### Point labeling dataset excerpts

==============================

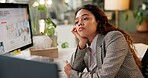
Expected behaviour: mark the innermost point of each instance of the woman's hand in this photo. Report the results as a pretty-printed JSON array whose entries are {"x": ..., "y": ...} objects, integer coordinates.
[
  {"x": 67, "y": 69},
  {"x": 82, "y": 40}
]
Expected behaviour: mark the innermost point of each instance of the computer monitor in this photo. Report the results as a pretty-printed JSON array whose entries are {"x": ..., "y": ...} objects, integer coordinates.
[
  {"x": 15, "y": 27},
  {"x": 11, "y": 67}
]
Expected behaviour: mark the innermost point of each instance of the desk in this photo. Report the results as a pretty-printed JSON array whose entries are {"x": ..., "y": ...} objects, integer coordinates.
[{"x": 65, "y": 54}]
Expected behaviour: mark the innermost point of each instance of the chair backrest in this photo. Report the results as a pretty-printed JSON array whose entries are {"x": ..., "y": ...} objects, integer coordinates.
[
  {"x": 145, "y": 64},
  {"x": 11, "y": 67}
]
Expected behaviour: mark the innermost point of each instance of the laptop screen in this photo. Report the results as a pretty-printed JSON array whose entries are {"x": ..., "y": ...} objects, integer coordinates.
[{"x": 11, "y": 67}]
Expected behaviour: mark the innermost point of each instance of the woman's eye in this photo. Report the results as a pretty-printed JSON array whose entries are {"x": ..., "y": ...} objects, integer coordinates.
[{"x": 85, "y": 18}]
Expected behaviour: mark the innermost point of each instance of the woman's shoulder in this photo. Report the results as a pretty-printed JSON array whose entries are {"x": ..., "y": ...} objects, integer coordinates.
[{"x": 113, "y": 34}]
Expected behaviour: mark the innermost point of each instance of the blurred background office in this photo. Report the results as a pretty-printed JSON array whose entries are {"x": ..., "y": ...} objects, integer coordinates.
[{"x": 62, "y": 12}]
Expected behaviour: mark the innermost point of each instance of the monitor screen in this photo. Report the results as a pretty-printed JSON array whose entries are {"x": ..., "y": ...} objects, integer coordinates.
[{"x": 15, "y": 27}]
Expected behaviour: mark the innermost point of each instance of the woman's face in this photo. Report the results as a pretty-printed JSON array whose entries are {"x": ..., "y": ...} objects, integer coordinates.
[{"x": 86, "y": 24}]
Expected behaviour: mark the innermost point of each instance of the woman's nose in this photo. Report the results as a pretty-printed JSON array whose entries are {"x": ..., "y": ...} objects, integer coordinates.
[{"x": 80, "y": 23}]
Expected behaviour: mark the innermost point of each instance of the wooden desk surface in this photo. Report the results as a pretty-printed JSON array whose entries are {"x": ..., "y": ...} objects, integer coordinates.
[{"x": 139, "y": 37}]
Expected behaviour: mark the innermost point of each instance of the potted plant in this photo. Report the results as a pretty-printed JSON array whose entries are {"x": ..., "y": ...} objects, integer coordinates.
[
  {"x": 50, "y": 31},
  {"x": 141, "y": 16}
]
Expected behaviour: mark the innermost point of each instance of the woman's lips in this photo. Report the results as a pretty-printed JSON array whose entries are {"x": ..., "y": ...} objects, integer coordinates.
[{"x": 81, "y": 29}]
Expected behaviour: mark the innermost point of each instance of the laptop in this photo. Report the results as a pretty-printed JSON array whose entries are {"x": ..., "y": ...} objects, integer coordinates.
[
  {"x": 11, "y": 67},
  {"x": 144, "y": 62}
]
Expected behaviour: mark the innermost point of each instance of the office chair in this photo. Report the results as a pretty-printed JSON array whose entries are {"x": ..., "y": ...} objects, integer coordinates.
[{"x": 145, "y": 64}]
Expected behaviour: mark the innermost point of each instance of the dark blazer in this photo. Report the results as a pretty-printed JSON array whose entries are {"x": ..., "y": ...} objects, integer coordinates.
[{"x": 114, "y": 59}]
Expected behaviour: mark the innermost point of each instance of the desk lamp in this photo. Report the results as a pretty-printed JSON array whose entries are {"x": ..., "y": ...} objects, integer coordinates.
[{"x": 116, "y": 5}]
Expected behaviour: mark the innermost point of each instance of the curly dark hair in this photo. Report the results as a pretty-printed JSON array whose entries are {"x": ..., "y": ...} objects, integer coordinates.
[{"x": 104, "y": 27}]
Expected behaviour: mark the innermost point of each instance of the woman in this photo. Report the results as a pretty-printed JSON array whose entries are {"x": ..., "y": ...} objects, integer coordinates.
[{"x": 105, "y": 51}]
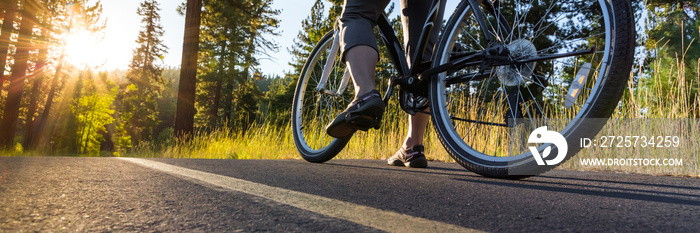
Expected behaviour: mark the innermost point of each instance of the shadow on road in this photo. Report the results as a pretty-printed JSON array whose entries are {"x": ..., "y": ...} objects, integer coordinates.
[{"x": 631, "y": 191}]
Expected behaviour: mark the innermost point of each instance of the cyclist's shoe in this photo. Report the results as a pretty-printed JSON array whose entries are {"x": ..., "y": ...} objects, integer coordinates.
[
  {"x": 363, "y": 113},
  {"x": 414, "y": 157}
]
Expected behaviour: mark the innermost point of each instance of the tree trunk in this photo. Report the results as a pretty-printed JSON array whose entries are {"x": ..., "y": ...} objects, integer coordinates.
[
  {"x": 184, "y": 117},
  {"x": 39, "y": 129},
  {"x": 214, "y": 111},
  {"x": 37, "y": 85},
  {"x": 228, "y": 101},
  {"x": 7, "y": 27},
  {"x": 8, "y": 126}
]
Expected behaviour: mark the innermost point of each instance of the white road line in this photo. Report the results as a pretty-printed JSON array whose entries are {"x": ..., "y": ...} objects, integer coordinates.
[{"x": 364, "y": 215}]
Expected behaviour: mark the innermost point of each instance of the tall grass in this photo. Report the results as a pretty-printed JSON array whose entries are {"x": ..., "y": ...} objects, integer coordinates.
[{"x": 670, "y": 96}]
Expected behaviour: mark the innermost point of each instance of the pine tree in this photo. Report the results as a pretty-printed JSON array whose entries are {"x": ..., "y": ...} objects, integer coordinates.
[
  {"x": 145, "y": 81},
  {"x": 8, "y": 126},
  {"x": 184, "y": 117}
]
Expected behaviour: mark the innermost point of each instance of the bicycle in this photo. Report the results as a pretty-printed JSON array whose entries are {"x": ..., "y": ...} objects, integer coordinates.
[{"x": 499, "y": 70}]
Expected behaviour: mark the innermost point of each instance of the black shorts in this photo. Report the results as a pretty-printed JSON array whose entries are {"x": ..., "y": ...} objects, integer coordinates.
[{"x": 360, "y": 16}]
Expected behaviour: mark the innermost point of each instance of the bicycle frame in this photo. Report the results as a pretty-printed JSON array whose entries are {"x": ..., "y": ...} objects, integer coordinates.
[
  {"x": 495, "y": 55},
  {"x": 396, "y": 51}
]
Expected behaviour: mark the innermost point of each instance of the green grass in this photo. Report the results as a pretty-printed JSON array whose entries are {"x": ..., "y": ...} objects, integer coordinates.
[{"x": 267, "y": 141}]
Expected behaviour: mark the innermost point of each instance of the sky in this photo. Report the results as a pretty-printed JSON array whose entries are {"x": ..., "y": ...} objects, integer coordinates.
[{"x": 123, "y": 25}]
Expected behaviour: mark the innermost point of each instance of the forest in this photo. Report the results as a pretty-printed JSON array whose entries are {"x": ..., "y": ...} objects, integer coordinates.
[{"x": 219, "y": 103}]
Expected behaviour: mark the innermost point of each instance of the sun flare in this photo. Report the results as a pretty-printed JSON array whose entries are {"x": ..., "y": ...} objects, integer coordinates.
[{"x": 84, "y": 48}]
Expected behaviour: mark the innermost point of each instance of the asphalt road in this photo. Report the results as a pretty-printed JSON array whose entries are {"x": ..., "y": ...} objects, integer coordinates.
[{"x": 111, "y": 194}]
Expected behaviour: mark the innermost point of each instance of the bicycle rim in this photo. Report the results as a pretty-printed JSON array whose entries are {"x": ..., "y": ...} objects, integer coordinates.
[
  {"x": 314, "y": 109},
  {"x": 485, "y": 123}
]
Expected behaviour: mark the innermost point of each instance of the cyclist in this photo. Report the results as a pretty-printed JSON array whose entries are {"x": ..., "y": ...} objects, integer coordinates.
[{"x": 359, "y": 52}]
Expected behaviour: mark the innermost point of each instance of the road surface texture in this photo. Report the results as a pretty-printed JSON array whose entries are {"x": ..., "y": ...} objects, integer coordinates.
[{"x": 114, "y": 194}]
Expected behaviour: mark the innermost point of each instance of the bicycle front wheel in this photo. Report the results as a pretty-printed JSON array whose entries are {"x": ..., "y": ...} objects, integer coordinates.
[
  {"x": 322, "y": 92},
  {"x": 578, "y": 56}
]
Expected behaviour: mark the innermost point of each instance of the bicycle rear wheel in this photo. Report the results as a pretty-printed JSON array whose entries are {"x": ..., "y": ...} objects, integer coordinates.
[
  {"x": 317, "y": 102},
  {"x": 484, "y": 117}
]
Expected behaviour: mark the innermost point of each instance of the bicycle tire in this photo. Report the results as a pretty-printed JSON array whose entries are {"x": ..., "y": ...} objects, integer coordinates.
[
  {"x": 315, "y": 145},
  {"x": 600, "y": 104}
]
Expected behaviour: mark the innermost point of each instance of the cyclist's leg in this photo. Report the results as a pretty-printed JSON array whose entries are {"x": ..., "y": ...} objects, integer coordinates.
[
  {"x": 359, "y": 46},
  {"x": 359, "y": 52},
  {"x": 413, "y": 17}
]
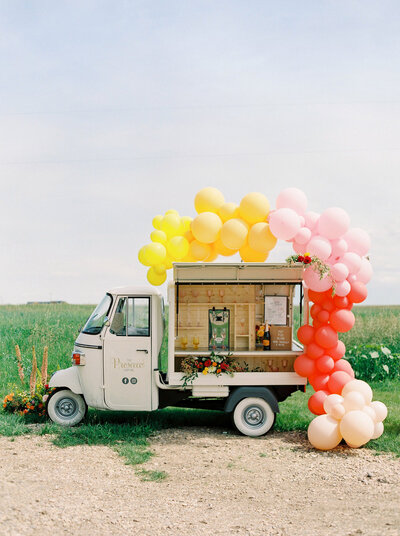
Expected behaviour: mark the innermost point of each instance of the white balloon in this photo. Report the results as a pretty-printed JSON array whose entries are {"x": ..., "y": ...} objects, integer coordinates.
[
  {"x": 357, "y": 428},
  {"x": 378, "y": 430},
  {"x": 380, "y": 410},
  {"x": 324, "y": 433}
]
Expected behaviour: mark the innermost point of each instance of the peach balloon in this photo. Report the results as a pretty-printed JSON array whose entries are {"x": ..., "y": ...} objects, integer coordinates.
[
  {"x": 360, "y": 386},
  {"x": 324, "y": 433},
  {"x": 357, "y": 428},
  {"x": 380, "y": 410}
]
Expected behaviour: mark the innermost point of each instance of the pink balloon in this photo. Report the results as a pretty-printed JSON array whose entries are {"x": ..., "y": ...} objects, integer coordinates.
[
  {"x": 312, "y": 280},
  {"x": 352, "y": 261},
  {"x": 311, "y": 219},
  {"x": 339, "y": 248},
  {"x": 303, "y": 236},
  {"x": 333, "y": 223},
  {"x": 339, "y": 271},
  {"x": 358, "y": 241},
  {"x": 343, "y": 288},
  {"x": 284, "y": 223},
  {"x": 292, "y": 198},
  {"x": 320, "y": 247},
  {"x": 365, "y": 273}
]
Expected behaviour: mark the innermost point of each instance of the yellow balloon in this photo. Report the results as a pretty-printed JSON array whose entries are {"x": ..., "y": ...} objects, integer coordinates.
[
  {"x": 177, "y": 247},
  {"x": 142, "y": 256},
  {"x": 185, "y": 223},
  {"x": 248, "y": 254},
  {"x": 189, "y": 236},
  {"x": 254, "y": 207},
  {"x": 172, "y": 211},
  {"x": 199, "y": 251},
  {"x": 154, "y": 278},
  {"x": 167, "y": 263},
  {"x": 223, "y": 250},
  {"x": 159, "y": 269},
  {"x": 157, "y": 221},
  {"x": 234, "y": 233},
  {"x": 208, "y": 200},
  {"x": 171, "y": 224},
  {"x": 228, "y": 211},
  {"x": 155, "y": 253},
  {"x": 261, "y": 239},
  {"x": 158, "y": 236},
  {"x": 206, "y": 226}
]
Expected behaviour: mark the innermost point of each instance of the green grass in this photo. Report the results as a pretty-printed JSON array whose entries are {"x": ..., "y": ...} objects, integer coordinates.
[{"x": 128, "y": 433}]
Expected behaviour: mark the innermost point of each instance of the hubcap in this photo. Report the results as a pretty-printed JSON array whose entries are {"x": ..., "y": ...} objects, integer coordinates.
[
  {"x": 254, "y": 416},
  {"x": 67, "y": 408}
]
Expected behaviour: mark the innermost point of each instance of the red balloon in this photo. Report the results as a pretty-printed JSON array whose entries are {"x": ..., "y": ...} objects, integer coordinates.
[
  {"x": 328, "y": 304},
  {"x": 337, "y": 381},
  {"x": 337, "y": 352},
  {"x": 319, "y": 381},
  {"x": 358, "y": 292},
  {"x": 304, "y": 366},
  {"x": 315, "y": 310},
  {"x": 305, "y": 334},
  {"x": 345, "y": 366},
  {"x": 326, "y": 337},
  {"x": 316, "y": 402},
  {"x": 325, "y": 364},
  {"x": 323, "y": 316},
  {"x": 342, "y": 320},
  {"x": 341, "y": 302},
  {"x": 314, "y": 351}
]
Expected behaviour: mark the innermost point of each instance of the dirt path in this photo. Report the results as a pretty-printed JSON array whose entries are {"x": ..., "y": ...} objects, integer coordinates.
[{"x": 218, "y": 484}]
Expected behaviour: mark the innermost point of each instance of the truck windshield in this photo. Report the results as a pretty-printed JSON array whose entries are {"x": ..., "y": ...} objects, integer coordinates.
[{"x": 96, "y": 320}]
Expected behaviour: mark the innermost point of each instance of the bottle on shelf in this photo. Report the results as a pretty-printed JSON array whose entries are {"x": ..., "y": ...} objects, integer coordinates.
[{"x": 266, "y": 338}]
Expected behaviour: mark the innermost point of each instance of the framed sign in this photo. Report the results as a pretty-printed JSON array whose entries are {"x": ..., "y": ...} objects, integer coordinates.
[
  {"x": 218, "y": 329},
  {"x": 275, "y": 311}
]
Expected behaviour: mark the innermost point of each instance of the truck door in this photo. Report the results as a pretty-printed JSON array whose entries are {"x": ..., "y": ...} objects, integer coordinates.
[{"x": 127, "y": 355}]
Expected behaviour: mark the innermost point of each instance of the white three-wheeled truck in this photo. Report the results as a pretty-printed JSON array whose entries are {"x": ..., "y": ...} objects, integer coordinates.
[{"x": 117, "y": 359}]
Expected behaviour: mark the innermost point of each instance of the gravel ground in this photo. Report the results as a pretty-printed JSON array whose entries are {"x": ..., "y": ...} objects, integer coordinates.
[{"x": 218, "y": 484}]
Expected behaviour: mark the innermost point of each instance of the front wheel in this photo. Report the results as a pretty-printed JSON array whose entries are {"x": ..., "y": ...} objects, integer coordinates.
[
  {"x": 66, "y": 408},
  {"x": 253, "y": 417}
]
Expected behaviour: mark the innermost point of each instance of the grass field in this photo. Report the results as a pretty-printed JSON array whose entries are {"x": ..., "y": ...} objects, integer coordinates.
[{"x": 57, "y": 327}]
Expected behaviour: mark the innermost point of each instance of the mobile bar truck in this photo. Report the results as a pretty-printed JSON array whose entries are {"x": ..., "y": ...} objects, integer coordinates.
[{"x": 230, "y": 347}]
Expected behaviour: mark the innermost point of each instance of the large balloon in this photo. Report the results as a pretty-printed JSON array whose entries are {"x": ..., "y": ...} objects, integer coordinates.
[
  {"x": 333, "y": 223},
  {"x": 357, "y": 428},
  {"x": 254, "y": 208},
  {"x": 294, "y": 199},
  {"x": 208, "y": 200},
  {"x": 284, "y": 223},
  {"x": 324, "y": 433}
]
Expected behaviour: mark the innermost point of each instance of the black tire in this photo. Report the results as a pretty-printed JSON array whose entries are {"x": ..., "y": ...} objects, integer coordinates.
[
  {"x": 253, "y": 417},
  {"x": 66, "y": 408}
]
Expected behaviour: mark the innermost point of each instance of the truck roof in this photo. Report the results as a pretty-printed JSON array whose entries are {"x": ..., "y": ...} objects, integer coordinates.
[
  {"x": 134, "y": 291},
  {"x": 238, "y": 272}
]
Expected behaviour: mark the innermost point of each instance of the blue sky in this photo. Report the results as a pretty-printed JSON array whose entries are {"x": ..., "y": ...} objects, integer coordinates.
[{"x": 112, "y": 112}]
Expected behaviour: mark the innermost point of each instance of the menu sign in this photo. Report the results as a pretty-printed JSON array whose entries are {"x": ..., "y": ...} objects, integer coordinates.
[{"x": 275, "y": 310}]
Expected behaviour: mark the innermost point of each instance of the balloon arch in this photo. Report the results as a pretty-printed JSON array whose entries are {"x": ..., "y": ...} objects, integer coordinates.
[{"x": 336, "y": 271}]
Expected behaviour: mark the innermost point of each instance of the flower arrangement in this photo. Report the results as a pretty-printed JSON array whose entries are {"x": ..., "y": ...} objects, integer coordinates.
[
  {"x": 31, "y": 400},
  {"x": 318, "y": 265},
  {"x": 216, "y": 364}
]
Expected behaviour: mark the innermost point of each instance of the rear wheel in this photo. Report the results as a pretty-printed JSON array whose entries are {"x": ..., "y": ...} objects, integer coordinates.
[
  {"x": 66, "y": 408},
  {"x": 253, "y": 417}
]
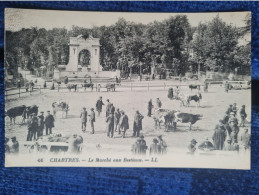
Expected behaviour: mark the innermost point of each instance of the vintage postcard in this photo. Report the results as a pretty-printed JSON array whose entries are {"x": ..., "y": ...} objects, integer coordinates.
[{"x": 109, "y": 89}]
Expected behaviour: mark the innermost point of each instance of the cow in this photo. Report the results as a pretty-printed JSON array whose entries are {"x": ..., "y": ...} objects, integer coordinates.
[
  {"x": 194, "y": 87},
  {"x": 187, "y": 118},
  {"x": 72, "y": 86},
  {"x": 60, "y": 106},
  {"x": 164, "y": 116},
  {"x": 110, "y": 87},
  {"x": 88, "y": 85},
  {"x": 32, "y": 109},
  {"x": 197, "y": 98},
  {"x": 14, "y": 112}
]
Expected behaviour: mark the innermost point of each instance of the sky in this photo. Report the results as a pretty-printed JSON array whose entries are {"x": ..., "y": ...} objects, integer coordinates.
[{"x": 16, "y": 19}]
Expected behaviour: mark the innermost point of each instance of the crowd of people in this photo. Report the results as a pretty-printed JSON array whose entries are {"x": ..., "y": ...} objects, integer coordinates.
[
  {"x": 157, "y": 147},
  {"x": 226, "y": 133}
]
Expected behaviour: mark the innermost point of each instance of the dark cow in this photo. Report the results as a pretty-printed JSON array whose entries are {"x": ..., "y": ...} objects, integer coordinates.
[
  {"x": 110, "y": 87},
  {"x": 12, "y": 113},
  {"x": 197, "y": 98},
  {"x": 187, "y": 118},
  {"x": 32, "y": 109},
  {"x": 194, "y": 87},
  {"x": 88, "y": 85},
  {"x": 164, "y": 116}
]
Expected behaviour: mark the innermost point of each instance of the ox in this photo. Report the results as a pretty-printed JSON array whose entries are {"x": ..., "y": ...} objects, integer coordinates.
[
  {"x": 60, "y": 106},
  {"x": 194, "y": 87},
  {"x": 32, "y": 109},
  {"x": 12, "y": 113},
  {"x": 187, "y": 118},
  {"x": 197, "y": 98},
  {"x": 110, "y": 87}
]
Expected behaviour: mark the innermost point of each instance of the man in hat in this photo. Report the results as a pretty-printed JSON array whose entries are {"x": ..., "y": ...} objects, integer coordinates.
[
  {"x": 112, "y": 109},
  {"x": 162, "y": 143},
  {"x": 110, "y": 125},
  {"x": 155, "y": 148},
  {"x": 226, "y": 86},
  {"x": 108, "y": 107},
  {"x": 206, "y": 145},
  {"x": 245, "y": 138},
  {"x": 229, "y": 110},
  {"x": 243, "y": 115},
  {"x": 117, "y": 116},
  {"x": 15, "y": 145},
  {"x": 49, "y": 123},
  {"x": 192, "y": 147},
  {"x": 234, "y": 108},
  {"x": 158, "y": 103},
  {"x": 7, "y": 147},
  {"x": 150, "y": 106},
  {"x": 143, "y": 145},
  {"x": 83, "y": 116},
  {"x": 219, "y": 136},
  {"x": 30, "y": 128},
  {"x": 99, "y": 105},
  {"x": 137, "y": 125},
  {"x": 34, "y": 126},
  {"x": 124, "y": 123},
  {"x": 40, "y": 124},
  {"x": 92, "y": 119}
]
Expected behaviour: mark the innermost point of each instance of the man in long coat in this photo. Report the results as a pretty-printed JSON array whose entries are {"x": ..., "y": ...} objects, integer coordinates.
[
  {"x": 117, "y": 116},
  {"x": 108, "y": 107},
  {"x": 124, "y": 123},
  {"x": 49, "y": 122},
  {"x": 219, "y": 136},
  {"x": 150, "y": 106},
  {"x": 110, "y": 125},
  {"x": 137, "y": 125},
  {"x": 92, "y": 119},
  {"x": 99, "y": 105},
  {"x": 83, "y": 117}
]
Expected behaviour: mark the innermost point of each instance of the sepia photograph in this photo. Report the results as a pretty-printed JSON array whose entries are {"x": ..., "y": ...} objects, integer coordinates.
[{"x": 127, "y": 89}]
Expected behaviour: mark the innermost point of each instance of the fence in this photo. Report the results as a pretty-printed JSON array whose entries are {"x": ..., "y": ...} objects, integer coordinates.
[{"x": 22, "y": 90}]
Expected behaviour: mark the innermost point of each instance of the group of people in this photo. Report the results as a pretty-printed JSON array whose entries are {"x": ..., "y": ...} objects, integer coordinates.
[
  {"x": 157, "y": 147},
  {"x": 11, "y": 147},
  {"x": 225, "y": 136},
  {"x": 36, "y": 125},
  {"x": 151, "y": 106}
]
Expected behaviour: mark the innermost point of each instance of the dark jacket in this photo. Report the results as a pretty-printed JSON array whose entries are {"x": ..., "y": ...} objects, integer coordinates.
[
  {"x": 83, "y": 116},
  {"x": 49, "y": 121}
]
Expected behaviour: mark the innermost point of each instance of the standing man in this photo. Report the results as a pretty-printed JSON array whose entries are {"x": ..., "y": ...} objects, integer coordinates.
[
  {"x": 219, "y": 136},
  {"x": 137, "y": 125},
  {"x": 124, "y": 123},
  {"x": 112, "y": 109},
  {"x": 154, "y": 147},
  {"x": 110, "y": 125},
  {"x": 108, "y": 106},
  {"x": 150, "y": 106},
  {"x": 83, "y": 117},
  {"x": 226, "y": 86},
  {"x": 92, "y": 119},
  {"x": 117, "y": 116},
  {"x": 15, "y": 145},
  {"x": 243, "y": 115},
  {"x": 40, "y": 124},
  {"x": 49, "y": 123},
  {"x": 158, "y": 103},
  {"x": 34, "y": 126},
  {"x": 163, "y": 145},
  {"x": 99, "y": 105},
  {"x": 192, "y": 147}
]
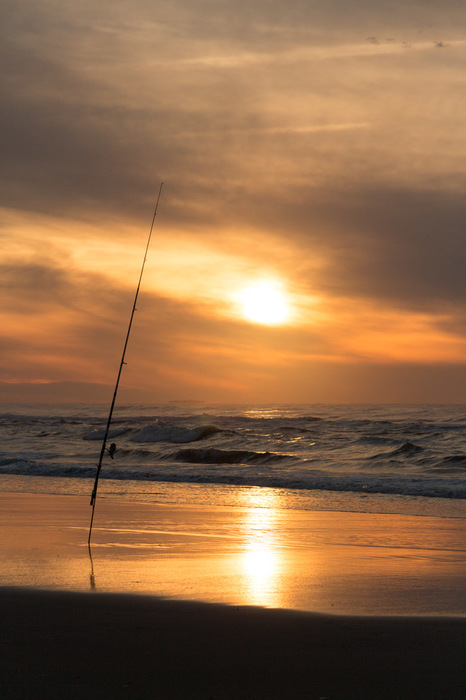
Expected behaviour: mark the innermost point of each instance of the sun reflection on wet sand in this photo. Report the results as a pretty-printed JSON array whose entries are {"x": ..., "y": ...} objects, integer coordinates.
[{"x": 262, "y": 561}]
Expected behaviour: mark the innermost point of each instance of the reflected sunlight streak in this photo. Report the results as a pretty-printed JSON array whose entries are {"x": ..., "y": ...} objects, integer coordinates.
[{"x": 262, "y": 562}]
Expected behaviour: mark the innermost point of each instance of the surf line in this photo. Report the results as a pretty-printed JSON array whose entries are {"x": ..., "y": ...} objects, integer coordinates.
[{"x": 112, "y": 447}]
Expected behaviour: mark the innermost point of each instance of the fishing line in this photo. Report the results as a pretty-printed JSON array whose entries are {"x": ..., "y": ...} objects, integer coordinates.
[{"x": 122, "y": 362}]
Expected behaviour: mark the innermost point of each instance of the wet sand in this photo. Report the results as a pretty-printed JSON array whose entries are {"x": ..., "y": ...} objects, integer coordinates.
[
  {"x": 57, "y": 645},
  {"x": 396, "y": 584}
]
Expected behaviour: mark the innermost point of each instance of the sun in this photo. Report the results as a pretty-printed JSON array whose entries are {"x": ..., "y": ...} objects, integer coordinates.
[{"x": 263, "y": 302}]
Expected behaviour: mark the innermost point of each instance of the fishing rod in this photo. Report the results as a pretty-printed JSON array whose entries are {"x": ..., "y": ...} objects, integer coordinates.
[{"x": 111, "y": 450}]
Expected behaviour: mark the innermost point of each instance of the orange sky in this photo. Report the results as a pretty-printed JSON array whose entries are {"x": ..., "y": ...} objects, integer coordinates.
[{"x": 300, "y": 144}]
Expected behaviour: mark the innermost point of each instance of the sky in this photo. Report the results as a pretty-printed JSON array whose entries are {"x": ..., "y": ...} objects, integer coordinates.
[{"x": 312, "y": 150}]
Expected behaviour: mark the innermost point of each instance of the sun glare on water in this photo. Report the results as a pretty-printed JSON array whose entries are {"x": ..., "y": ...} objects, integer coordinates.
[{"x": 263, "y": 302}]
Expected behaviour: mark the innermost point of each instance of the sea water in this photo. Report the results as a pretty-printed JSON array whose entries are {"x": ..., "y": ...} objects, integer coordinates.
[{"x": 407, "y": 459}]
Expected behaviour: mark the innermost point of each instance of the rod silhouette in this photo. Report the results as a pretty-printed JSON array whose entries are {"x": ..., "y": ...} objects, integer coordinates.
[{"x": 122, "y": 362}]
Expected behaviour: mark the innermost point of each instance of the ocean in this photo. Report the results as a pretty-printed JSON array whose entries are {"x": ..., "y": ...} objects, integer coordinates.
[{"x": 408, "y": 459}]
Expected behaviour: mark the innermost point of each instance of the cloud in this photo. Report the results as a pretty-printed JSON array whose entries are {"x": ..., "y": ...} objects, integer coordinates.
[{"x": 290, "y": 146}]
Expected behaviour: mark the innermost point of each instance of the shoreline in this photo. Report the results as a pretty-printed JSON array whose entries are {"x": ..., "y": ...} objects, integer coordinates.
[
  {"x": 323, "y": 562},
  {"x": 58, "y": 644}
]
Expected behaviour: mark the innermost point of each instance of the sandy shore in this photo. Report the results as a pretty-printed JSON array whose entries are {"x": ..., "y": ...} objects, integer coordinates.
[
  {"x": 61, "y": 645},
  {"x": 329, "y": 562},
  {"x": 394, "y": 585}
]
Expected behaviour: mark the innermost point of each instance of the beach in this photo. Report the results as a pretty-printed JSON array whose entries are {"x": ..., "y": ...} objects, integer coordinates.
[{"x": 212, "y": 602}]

==============================

Quote the lines of the listing above that run from the line with "of the shoreline" through its last line, both included, and nothing else.

Expected behaviour: mark the innermost point of each instance of the shoreline in this photo. Report the results as a pretty-printed JSON array whose entries are {"x": ..., "y": ...} objects, integer coordinates.
[
  {"x": 323, "y": 562},
  {"x": 58, "y": 644}
]
Expected behaviour: mark the innermost point of each instance of the sandy shore in this photo. Report the results as a pretty-printed JSON array whose entries are {"x": ..., "y": ...} objects, integer coordinates.
[
  {"x": 61, "y": 645},
  {"x": 329, "y": 562},
  {"x": 394, "y": 585}
]
Expected behaviour: mark the innermost point of each instance of the beach in this photo. Report the results as a pretty-printed JSON array whose entries are {"x": ..., "y": ...} objects, integer coordinates.
[{"x": 212, "y": 602}]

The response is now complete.